--- Goal ---
Repeat exactly the stretch of lines that starts with the one containing "In this exercise you will mark the snow covered" and ends with the last line of the material. Leave out pictures.
-- start of Listed records --
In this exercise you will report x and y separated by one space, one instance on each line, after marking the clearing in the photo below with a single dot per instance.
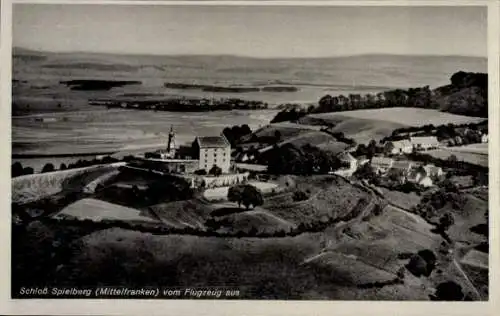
220 193
479 159
97 210
34 187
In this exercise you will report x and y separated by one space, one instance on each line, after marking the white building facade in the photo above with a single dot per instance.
213 150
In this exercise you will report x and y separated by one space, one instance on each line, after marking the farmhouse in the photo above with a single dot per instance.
433 171
348 160
381 164
420 176
404 166
398 147
204 153
424 143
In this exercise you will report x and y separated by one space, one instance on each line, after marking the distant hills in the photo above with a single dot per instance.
38 75
375 70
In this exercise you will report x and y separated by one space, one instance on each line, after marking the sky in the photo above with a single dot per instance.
257 31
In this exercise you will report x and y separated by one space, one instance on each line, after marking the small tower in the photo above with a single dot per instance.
171 143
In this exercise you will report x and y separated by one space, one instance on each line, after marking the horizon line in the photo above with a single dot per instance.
244 56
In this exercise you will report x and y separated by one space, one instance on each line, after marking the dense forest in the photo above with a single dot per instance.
467 94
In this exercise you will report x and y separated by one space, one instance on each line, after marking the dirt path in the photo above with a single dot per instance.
466 277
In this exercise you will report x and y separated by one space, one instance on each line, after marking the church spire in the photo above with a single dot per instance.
171 141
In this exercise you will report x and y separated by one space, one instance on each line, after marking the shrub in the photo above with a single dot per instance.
17 169
48 168
449 291
215 171
417 266
300 196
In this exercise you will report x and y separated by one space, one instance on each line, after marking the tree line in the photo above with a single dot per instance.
467 94
17 169
305 160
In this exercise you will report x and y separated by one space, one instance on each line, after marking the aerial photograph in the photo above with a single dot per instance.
249 152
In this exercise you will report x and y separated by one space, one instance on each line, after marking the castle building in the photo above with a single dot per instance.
169 152
213 150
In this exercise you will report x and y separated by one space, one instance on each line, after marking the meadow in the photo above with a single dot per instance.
476 158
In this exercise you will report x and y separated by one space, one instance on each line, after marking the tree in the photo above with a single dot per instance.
300 196
28 170
49 167
277 136
446 221
417 266
452 158
17 169
215 171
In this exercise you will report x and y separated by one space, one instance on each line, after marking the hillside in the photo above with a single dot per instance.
467 94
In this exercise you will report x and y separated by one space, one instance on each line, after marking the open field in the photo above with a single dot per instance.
480 148
331 197
479 159
36 186
259 220
468 216
271 268
403 200
96 210
365 125
121 130
181 214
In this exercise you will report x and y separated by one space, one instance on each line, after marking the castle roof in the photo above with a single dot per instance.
428 140
212 142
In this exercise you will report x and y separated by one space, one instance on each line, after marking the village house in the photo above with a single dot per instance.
424 143
404 166
381 164
398 147
348 161
362 160
433 171
420 176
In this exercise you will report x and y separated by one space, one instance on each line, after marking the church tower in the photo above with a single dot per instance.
171 143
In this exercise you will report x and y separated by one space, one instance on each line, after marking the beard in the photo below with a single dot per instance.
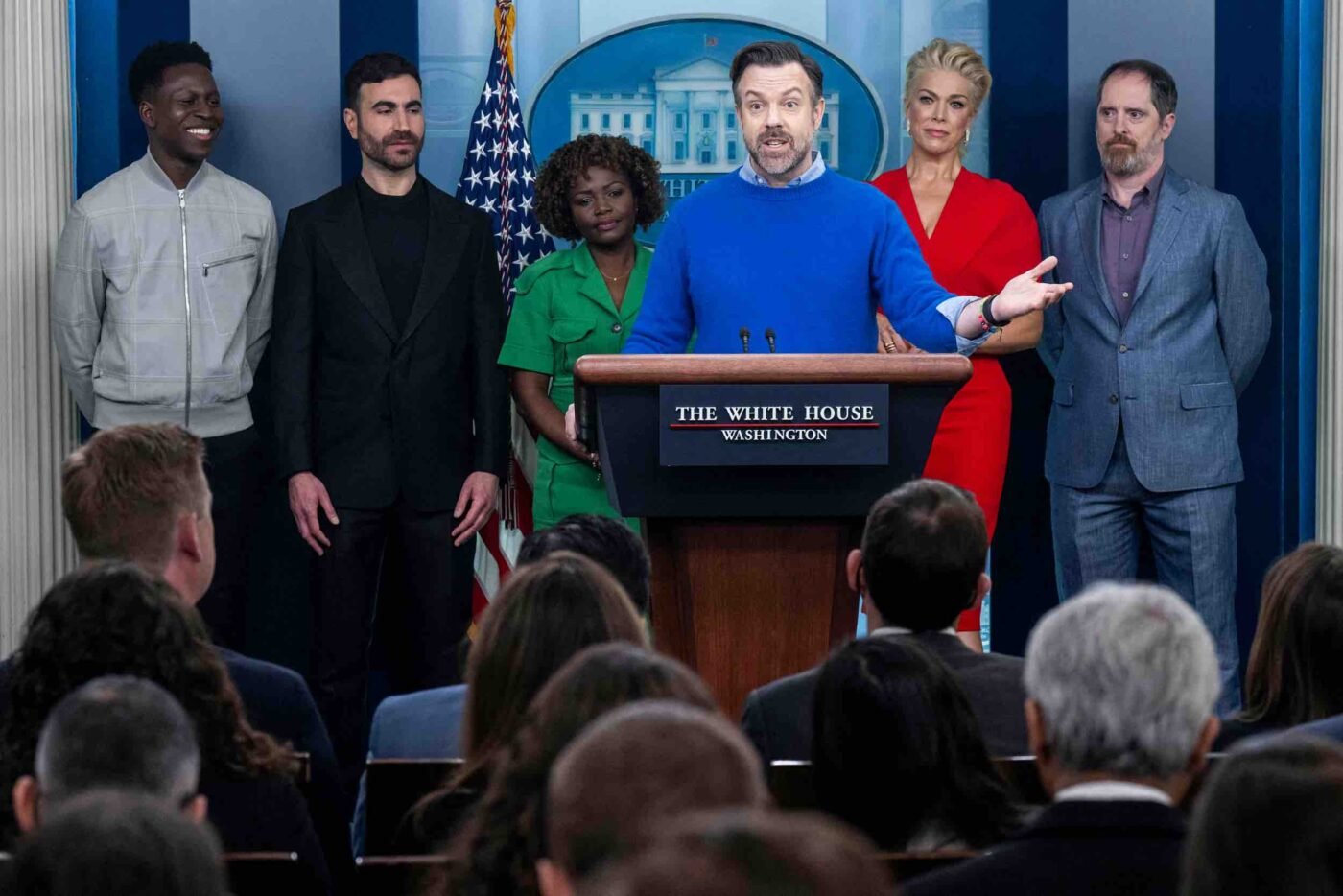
383 151
1124 157
783 163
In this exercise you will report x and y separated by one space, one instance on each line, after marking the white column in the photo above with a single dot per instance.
36 413
1329 482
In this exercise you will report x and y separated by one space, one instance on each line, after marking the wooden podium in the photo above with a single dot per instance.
748 556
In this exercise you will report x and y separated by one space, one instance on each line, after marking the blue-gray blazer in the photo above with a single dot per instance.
1197 331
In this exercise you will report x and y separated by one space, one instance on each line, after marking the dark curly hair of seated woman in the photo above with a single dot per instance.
496 851
897 751
114 618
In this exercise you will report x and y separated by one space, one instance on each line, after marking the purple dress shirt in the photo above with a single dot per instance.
1123 241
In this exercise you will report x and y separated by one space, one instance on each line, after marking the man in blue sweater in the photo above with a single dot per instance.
789 246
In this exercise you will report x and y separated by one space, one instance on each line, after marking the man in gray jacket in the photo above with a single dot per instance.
161 299
1167 322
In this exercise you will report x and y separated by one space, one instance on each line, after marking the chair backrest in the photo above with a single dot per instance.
305 768
393 786
396 875
908 865
791 784
266 873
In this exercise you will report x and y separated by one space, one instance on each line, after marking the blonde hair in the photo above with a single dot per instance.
960 58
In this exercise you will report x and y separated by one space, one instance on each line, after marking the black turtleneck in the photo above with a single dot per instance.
396 228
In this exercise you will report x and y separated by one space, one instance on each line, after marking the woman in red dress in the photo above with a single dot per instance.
974 234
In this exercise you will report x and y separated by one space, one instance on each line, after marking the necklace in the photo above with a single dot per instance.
617 279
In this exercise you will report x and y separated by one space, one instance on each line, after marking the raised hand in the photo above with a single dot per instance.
1025 293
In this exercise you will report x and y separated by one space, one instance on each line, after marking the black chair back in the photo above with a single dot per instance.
393 788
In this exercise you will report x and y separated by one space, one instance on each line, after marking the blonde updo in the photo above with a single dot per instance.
960 58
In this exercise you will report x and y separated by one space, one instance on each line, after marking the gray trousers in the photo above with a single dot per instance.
1192 535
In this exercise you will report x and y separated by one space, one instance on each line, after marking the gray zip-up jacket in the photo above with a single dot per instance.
161 298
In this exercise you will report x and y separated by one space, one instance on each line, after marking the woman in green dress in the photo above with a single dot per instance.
577 301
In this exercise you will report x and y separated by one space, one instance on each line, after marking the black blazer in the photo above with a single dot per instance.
1121 848
776 718
372 412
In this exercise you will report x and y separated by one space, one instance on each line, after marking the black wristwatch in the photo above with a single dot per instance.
987 311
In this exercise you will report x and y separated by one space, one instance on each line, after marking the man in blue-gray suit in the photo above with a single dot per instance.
1167 321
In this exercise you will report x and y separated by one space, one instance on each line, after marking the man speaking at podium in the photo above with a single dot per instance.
788 250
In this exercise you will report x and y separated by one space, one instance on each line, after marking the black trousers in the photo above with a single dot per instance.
436 610
235 472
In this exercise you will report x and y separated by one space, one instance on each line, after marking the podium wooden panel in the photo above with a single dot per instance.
748 562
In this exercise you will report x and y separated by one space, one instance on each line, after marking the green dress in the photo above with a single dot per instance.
560 313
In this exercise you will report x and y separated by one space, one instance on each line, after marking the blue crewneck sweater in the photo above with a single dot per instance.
812 262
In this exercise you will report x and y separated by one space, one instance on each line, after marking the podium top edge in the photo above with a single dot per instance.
648 369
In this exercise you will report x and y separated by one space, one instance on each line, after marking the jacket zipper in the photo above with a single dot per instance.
185 295
224 261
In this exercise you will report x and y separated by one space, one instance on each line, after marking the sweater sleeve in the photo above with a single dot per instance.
667 318
906 288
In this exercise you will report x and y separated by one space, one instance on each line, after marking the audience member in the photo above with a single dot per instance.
544 614
748 853
1269 821
922 563
601 539
118 620
1295 673
633 771
110 842
497 849
1121 684
114 732
897 752
138 493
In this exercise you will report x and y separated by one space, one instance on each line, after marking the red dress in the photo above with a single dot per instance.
986 235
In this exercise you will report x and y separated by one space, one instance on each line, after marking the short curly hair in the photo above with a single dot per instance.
595 151
147 71
114 618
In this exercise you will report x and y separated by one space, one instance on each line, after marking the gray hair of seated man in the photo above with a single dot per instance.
117 731
1125 676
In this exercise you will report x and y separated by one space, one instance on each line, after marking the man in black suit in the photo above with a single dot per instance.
1121 683
920 564
389 409
138 493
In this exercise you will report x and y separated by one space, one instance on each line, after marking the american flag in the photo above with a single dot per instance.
499 177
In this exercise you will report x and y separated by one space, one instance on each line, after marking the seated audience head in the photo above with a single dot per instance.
1295 672
114 732
1268 821
897 752
1120 684
633 771
503 839
544 614
923 555
116 618
138 493
748 853
113 842
601 539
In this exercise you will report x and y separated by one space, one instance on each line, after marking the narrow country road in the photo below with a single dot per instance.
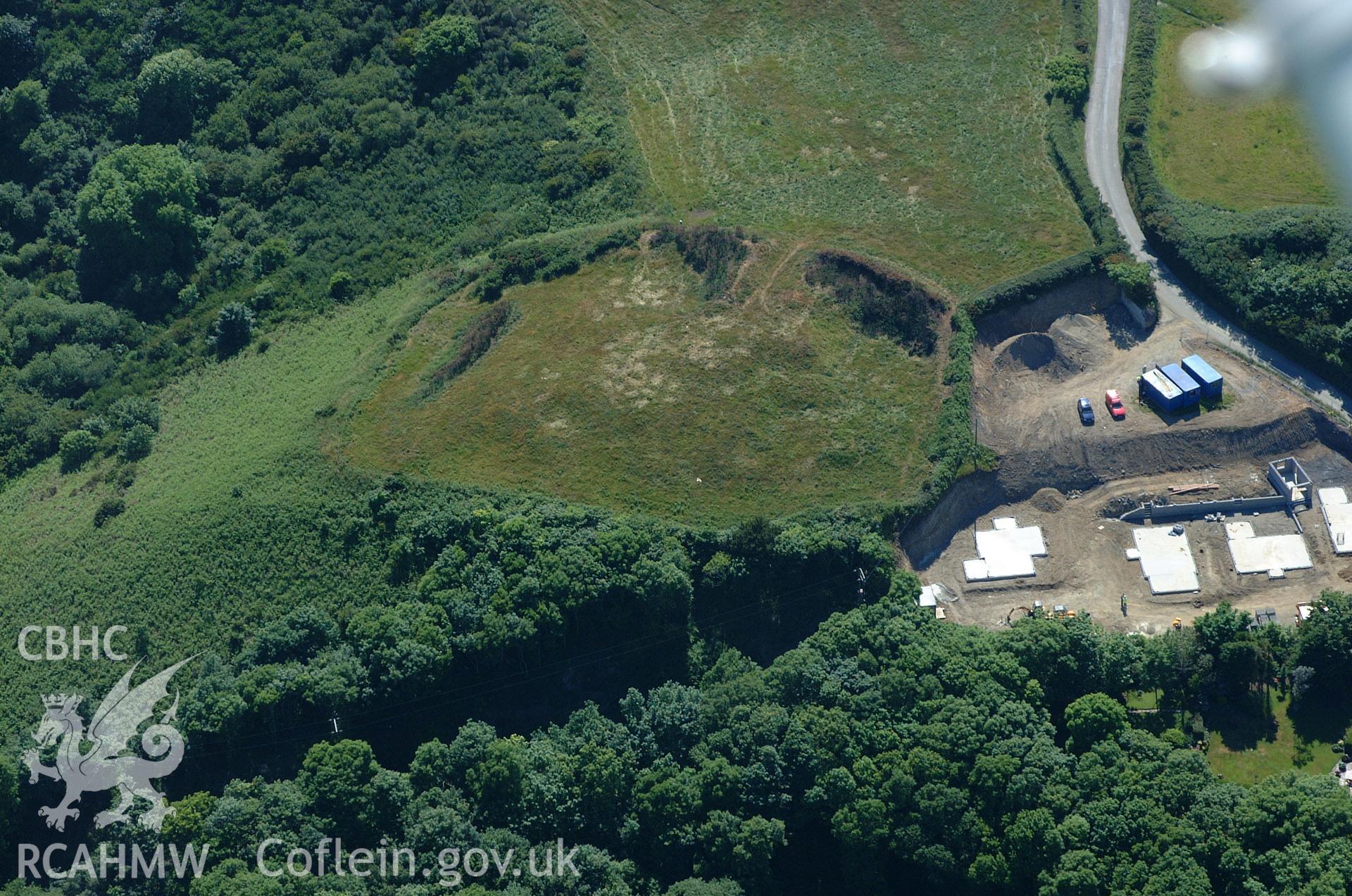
1177 301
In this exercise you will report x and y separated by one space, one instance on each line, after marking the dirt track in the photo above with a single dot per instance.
1031 365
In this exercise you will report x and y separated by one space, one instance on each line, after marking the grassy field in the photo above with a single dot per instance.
913 132
226 519
1232 154
620 387
1244 747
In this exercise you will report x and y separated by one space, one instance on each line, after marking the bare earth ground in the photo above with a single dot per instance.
1074 481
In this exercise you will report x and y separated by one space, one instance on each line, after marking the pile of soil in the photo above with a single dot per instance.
1048 500
1025 352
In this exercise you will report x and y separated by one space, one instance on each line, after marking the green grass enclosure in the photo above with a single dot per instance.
1237 154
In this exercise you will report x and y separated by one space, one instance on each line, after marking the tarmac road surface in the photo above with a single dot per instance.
1177 301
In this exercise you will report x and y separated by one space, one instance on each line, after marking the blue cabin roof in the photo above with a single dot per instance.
1181 379
1201 370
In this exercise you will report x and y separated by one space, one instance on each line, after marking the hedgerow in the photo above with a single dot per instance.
1284 273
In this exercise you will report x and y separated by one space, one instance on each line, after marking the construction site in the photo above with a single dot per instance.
1141 522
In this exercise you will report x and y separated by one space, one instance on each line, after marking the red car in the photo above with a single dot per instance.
1115 405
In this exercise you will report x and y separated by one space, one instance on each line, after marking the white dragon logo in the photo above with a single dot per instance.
103 766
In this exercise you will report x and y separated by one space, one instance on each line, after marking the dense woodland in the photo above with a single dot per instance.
180 176
884 749
184 177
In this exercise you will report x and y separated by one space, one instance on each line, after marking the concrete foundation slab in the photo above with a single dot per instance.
1337 517
1262 555
1005 552
1166 560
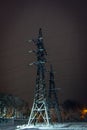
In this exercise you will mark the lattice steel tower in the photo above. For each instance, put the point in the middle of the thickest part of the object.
(54, 108)
(39, 112)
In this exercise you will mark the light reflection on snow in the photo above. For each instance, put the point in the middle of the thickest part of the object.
(60, 126)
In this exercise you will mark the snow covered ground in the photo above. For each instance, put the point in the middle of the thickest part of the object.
(63, 126)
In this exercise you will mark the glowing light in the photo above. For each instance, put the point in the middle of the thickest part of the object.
(83, 113)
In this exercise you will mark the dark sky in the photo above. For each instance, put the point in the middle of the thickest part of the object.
(64, 25)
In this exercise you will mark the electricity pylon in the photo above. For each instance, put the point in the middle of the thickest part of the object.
(39, 112)
(54, 108)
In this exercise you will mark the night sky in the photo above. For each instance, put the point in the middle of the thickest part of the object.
(64, 25)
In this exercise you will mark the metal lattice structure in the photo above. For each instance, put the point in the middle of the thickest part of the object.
(54, 109)
(39, 112)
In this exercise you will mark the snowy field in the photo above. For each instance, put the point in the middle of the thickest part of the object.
(63, 126)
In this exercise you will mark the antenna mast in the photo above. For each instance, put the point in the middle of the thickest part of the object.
(39, 112)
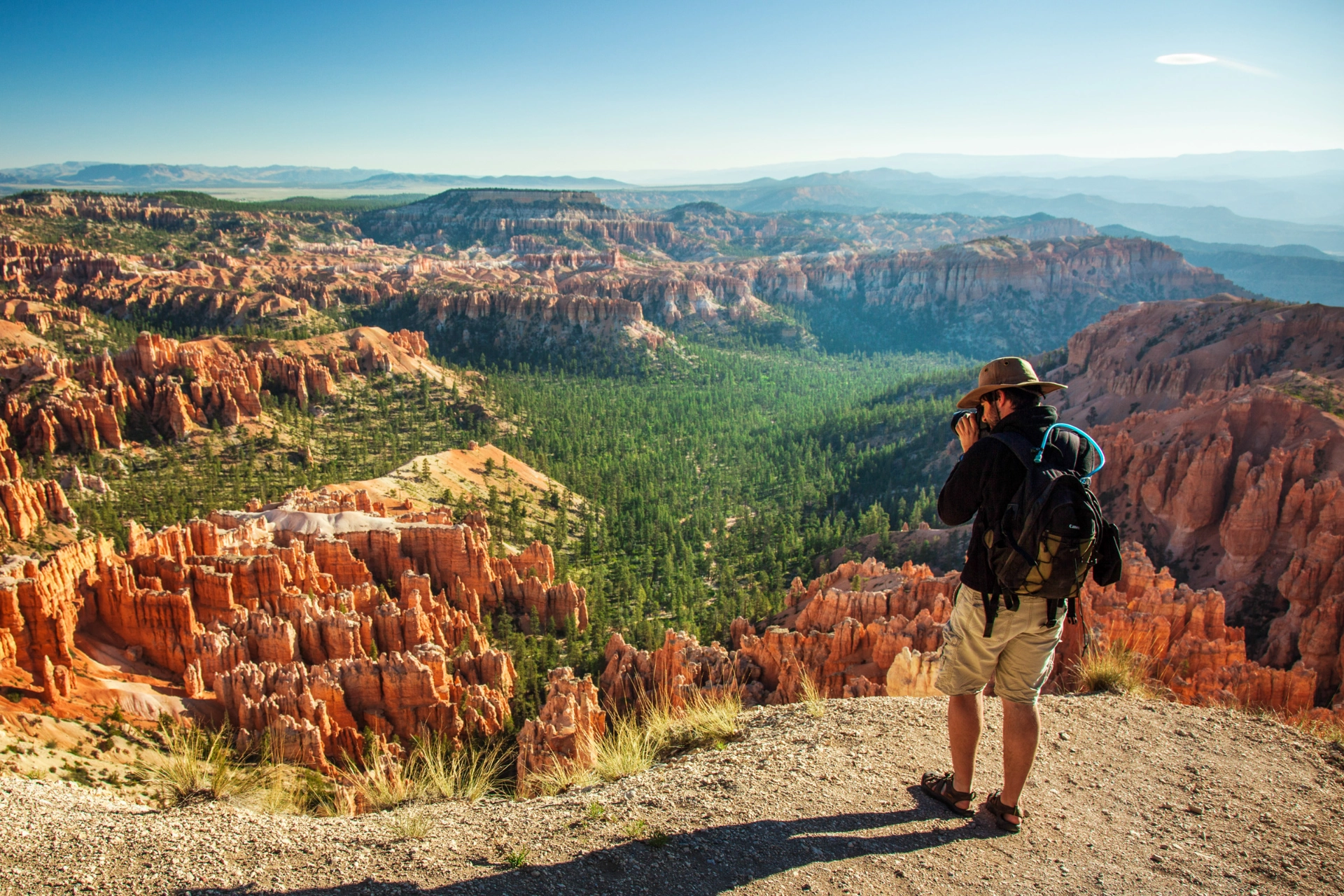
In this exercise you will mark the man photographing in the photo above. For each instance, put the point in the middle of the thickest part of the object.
-- end of Listed records --
--- Response to the exercise ---
In this exercise you will mark the snow covered ground in the photo above. For each instance, put the point in the middle of the thickest part of the object.
(63, 126)
In this exercise you will mark the glowing light in the photo above. For each instance, put the point in the middle of the thickest part of the object.
(83, 113)
In this exercise you will mark the dark sky in the photo above. For each instance, put the point in the middle of the thickest part of the object.
(64, 25)
In this exercise you will mark the electricity pylon in the photo above. For each instance, put the point in the middle of the thickest part of the object.
(39, 112)
(54, 108)
In this exercise you will mark the night sky in the photo above. For each instance, put the point in the middle of the thickest part of the object.
(64, 25)
In this exercise you will mark the metal lattice structure in the photo above. For each instance, put the point in the middle of the thickest part of the object.
(54, 109)
(39, 112)
In this exercise you will mark the snowy field in the photo above. For each instance, put the point in the middle of the thickest part of the object.
(63, 126)
In this exercise you will mark the antenna mast in the photo above. For each instance, put the point in the middle of the thickest part of the object.
(39, 112)
In this exercise you will mark the man photographing in the photo above. For each instance, put the point in the middle of the thickest part of the object.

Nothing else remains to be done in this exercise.